RECORDS PROVIDED

━━━━━━━━━━━━━━━━━━━━

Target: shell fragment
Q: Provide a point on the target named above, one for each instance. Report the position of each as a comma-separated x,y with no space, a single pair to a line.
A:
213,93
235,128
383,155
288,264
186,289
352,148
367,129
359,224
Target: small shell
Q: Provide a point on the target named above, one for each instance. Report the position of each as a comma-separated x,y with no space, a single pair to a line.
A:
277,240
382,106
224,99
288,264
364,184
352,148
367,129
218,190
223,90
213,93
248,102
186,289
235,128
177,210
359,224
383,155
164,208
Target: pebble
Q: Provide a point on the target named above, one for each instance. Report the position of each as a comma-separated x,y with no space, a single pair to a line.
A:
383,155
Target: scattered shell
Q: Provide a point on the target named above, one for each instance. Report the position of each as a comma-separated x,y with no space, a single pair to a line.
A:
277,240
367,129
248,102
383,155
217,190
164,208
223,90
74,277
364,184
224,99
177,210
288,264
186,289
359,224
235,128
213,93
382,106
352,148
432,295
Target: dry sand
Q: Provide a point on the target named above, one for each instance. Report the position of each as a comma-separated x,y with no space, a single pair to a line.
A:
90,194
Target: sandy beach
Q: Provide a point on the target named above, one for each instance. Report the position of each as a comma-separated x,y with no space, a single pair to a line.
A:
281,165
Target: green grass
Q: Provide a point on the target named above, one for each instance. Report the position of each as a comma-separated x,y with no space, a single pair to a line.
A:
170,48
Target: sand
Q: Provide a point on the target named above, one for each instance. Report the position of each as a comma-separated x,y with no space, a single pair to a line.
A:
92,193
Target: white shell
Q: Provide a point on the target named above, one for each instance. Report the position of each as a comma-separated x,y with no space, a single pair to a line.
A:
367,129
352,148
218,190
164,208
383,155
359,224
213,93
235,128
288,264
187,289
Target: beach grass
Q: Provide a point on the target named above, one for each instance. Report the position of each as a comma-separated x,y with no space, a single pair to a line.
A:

━━━━━━━━━━━━━━━━━━━━

WHAT THE TASK REQUIRES
Print the data above again, with nothing altered and nothing left out.

RESPONSE
Target: shell fragment
Q: Provide a point on the target named above, one for each instance. Report the position of each as a comma-separated x,y with no space, a single pair to a line.
A:
213,93
235,128
383,155
288,264
186,289
352,148
367,129
359,224
Target: small shell
Q: Provide a point on the target named above, one for each instance. Report the position of each as a comma-separated x,y with no space, a single pair to a line.
A:
277,240
382,106
224,99
288,264
364,184
352,148
367,129
218,190
223,90
213,93
248,102
186,289
235,128
177,210
359,224
383,155
164,208
Target: pebble
Q: Provide a point on the target named above, one for each instance. Report the position of each as a comma-separated x,y with no space, a single pair to a line.
A:
383,155
Target: scattered shell
Q: Provide a point on the target named above, one for each instance. Report the position of each as a comma-separated x,y with no space, a single pair to a line.
A:
277,240
367,129
248,102
383,155
217,190
164,208
223,90
74,277
364,184
224,99
177,210
288,264
186,289
359,224
235,128
213,93
382,106
352,148
432,295
Target: dry sand
Q: Provide a point on the target named above, one for each instance. Report the position of each as a comma-separated x,y with no space, a single pair to a line.
A:
90,194
Target: sandy beach
Q: Provide a point on the target named above, one for each instance. Report the position of each as a comma-separated x,y with no space, a single pair to a line.
A:
281,165
Target: green grass
Q: Provide a point on the target named above, one for each instance. Report the position of each as a comma-separated x,y with no space, a single pair to a line.
A:
170,48
Target: sand
Q: Provide a point on the target named above, one for each instance. Report the position of each as a comma-separated x,y with no space, a single pair to a line.
A:
92,193
Target: white shell
Q: Provide a point on the target named above, one for each instance. Report the position of each as a comma-separated x,y with no space, a single pair to a line.
A:
367,129
352,148
218,190
164,208
383,155
359,224
213,93
235,128
288,264
187,289
Target: beach grass
Q: Provide a point on the target named above, one for each instance. Report the position of each as a comma-separated x,y with no space, a single pair to a line.
A:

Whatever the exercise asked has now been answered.